_Your instructions_.
From the line with "negative clicks: (216, 260)" through the line with "rough mask: <svg", repeat the entries verbatim, both end lines included, and add nothing.
Start of Block
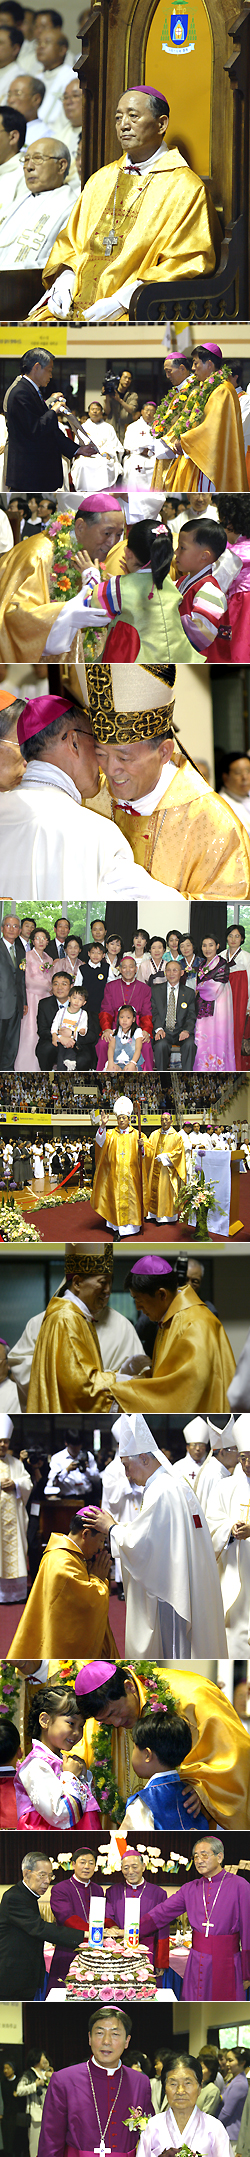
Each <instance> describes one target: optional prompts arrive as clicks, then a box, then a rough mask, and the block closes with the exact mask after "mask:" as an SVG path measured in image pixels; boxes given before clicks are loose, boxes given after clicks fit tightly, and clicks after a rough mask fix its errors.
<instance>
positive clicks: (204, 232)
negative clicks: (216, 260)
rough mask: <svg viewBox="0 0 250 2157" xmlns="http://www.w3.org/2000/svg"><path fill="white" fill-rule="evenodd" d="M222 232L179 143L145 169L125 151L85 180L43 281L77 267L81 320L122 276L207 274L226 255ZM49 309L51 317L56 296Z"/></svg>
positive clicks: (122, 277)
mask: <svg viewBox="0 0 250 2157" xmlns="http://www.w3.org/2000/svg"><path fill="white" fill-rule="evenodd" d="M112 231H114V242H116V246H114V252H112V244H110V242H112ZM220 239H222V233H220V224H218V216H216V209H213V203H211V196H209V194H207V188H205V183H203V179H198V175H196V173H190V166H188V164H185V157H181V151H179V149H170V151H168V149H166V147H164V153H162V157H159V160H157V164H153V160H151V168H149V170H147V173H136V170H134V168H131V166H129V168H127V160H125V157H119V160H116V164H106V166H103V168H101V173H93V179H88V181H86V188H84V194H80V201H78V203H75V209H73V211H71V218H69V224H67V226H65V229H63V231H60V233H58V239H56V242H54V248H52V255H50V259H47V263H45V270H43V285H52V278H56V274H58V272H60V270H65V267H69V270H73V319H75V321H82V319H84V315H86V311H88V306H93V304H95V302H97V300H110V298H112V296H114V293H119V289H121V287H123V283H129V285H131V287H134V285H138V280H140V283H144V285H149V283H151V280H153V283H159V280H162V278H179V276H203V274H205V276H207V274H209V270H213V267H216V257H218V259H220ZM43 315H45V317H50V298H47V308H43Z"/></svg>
End of Block
_Reply to the task_.
negative clicks: (216, 260)
rough mask: <svg viewBox="0 0 250 2157" xmlns="http://www.w3.org/2000/svg"><path fill="white" fill-rule="evenodd" d="M222 232L179 143L145 169L125 151L85 180L43 281L77 267L81 320L122 276L207 274L226 255ZM49 309L51 317L56 296Z"/></svg>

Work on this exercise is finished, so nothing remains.